* begin GIVEN TEXT *

In celebration of the 50th anniversary of the founding of the Journal of Physical and Chemical Reference Data (JPCRD), two NIST scientists have published a comprehensive review of NIST data programs since the agency’s beginnings in 1901. JPCRD was established by NIST (then the National Bureau of Standards) in 1972 in partnership with the American Institute of Physics and the American Chemical Society to provide the scientific community with critically evaluated data on the physical and chemical properties of matter. Since it was founded, NIST has been charged with speeding progress in technological areas that address issues of national importance; reliable, freely available data is essential to that aim.

The article describes the history of NIST’s data activities, the authorities (such as the Standard Reference Data Act) that guide NIST’s data programs, the many data products of NIST, and the methods by which data are critically evaluated.

* end GIVEN TEXT *
* begin EXCERPTED RECORDS *

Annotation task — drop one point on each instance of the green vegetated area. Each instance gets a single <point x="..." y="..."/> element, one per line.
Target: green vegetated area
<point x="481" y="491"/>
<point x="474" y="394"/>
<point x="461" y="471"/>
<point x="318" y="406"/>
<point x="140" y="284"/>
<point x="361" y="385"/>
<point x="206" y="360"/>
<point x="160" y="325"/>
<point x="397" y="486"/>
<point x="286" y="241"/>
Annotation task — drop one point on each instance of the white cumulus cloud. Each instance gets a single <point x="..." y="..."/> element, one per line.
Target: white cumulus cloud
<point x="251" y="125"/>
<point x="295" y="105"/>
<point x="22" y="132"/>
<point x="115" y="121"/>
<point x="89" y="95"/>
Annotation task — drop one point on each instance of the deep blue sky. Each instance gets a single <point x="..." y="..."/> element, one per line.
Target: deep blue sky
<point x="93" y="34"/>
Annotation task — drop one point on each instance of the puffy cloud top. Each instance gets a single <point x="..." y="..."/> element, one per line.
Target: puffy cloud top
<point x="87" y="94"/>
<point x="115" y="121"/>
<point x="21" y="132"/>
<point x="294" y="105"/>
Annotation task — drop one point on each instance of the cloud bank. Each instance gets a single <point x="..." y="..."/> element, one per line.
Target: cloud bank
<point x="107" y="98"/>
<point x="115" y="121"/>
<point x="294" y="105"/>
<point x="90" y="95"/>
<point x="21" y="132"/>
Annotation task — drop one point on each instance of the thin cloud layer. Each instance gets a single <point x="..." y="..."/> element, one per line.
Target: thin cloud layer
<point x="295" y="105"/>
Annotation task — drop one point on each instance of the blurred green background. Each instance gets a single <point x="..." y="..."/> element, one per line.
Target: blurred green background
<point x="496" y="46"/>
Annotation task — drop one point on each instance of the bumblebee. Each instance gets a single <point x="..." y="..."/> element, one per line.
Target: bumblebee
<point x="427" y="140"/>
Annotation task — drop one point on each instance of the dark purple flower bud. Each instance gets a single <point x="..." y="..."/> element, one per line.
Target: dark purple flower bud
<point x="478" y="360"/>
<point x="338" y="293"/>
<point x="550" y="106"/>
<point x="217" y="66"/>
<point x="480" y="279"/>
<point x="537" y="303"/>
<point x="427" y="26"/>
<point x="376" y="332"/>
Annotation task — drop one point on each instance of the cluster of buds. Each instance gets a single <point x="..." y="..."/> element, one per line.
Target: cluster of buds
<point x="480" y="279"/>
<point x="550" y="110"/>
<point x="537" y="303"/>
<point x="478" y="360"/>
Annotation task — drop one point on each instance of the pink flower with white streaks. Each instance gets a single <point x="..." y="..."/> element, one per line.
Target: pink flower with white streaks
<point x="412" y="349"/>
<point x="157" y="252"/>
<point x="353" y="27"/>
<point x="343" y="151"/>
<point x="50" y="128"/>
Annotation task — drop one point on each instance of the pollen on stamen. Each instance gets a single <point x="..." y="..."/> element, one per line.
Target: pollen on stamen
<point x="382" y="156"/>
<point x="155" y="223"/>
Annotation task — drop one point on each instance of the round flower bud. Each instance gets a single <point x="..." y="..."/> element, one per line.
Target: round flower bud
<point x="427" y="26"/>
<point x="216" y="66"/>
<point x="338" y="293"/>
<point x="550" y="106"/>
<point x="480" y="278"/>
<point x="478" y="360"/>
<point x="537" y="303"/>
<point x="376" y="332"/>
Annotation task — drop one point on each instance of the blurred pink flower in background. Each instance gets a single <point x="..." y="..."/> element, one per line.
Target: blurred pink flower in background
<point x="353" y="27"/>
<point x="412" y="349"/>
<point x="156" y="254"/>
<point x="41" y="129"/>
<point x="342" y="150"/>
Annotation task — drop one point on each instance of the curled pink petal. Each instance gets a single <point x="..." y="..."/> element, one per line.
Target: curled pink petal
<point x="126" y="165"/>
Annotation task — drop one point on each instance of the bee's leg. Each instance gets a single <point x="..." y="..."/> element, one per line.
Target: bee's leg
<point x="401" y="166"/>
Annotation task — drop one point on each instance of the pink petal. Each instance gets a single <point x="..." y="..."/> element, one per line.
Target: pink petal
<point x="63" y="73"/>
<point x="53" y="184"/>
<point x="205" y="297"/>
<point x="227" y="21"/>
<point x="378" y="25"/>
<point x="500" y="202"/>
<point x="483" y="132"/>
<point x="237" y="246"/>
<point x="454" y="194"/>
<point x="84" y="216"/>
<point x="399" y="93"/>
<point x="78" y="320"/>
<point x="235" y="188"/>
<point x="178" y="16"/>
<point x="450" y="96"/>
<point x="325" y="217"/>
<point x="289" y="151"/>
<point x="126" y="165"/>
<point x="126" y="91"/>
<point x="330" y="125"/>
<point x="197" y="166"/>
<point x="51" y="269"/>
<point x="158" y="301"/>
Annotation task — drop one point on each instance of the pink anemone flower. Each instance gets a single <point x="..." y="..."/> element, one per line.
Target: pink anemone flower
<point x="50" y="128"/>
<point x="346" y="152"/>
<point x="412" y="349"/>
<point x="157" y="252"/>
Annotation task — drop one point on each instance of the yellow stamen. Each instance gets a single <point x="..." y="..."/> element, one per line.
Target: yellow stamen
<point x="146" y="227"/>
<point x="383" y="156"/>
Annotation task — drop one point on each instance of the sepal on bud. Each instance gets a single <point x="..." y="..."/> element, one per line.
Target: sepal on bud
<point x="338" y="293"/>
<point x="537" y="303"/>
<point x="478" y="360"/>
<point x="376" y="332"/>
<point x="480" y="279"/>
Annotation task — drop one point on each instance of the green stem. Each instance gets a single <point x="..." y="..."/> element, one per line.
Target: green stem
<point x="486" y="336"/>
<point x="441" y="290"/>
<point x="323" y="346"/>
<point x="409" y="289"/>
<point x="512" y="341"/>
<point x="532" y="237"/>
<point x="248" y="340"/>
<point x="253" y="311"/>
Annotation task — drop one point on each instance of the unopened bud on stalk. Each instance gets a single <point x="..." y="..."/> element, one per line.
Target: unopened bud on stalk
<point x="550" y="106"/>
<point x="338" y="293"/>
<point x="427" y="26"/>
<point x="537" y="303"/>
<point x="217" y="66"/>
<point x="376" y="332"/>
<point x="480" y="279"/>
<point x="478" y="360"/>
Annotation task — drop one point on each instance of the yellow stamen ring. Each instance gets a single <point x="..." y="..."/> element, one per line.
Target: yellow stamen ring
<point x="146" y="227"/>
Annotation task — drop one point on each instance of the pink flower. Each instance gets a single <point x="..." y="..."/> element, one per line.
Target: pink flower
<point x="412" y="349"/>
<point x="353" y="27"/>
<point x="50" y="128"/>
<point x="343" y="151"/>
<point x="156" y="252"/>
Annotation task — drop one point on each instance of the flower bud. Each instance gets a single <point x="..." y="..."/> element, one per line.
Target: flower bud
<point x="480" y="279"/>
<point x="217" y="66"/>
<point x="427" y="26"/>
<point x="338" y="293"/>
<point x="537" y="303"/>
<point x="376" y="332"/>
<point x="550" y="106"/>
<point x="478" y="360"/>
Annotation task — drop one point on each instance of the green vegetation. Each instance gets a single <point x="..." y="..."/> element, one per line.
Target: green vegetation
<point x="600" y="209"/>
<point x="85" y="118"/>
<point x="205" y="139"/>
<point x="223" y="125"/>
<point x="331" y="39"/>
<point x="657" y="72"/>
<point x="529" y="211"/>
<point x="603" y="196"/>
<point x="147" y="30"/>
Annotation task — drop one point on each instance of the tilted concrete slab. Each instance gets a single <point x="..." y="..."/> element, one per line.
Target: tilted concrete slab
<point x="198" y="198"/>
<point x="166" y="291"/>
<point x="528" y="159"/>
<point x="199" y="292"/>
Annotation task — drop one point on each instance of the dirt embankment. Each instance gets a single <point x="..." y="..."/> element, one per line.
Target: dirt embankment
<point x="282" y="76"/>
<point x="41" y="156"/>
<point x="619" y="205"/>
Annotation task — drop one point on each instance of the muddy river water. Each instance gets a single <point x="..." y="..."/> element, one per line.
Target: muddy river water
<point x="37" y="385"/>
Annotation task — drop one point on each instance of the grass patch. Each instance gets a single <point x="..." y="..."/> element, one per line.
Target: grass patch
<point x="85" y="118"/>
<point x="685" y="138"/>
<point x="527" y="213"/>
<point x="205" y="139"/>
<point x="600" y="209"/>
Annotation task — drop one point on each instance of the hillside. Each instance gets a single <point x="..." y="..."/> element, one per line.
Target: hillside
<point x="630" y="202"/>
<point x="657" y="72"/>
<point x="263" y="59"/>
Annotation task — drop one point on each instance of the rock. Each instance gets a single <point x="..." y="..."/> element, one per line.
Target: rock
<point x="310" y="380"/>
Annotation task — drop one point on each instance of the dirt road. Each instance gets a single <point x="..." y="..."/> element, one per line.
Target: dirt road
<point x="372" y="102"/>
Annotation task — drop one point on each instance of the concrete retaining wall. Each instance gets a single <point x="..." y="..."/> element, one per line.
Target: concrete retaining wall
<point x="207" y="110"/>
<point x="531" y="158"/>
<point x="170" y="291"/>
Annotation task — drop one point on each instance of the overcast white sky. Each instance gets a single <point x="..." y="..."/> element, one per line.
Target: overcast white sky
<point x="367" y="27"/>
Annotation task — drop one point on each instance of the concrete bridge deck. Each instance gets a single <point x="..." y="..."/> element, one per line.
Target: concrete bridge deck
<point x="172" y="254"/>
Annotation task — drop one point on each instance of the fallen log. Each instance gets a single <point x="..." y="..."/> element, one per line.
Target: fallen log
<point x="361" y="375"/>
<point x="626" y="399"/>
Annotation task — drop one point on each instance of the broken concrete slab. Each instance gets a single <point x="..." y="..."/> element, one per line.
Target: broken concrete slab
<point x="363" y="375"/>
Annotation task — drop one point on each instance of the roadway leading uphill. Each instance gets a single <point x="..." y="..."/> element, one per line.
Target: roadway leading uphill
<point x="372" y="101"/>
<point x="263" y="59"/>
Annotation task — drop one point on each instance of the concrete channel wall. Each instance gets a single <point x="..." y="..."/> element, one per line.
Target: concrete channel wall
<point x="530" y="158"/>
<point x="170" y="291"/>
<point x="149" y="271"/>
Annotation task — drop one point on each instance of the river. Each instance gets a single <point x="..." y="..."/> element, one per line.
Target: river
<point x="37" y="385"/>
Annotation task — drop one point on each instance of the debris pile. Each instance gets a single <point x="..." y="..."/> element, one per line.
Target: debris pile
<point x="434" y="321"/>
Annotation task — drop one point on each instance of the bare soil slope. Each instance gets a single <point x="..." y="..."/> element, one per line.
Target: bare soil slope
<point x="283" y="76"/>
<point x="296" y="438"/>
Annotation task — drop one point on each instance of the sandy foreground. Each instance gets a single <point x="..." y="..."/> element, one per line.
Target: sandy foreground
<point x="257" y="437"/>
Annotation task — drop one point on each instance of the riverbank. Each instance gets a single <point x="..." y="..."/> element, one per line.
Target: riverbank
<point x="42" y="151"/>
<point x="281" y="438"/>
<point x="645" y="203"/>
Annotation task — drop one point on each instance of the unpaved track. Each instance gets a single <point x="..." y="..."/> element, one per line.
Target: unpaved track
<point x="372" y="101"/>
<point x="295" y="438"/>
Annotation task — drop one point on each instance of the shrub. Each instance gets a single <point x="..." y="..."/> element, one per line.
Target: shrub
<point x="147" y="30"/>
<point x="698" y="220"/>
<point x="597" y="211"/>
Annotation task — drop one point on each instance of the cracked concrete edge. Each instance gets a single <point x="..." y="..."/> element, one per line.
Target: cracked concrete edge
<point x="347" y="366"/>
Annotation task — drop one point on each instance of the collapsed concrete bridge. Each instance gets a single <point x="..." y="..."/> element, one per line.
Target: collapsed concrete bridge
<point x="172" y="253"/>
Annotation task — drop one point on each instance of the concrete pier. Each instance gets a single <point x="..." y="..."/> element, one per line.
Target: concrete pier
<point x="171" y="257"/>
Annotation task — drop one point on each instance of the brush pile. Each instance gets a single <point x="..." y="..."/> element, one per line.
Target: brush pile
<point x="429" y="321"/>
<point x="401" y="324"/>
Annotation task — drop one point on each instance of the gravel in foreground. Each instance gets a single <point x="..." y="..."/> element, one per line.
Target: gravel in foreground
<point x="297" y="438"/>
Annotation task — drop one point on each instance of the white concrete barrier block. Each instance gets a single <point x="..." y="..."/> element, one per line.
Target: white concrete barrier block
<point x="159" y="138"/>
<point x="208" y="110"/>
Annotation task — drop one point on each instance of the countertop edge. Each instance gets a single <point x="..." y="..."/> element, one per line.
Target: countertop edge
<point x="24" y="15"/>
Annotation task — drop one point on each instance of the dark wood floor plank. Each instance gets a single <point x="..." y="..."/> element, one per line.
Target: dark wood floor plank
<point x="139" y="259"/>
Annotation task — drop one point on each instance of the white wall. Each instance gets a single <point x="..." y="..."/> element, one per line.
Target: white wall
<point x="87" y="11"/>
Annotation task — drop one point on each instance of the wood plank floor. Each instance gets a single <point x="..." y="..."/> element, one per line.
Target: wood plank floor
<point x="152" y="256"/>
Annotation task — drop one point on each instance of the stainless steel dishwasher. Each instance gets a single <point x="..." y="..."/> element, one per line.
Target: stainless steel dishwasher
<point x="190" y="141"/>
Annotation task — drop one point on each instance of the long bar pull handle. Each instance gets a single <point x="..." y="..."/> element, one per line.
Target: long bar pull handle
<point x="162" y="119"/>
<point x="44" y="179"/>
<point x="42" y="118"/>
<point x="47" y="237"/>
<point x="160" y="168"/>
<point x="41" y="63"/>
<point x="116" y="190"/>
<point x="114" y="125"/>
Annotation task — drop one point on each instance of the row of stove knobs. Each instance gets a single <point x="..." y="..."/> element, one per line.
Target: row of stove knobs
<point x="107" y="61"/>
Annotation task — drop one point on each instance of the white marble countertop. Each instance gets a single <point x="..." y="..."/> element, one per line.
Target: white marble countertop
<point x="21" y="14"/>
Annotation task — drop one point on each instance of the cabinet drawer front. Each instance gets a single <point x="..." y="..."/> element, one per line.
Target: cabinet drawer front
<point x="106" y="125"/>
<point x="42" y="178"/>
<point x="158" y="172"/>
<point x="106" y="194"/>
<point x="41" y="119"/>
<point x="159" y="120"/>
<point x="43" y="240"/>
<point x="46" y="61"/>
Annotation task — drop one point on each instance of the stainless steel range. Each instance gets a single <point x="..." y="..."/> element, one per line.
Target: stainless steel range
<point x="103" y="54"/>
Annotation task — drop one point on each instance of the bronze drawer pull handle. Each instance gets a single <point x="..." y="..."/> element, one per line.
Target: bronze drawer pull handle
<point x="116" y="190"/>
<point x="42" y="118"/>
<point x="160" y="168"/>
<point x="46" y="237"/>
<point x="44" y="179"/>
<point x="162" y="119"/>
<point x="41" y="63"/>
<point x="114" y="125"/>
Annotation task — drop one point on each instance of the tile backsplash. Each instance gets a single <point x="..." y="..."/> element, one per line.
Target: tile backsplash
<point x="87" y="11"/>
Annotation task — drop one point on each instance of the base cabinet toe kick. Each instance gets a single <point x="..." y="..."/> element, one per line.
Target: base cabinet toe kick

* end EXCERPTED RECORDS *

• _REQUIRED TASKS_:
A - Repeat word for word the part of the NIST data history passage that begins with "In celebration of" and ends after "to that aim.".
B - According to the NIST data history passage, which two organizations partnered with NIST to establish JPCRD?

• _TASK-BY-TASK SOLUTIONS_:
A -
In celebration of the 50th anniversary of the founding of the Journal of Physical and Chemical Reference Data (JPCRD), two NIST scientists have published a comprehensive review of NIST data programs since the agency’s beginnings in 1901. JPCRD was established by NIST (then the National Bureau of Standards) in 1972 in partnership with the American Institute of Physics and the American Chemical Society to provide the scientific community with critically evaluated data on the physical and chemical properties of matter. Since it was founded, NIST has been charged with speeding progress in technological areas that address issues of national importance; reliable, freely available data is essential to that aim.

B - The American Institute of Physics and the American Chemical Society.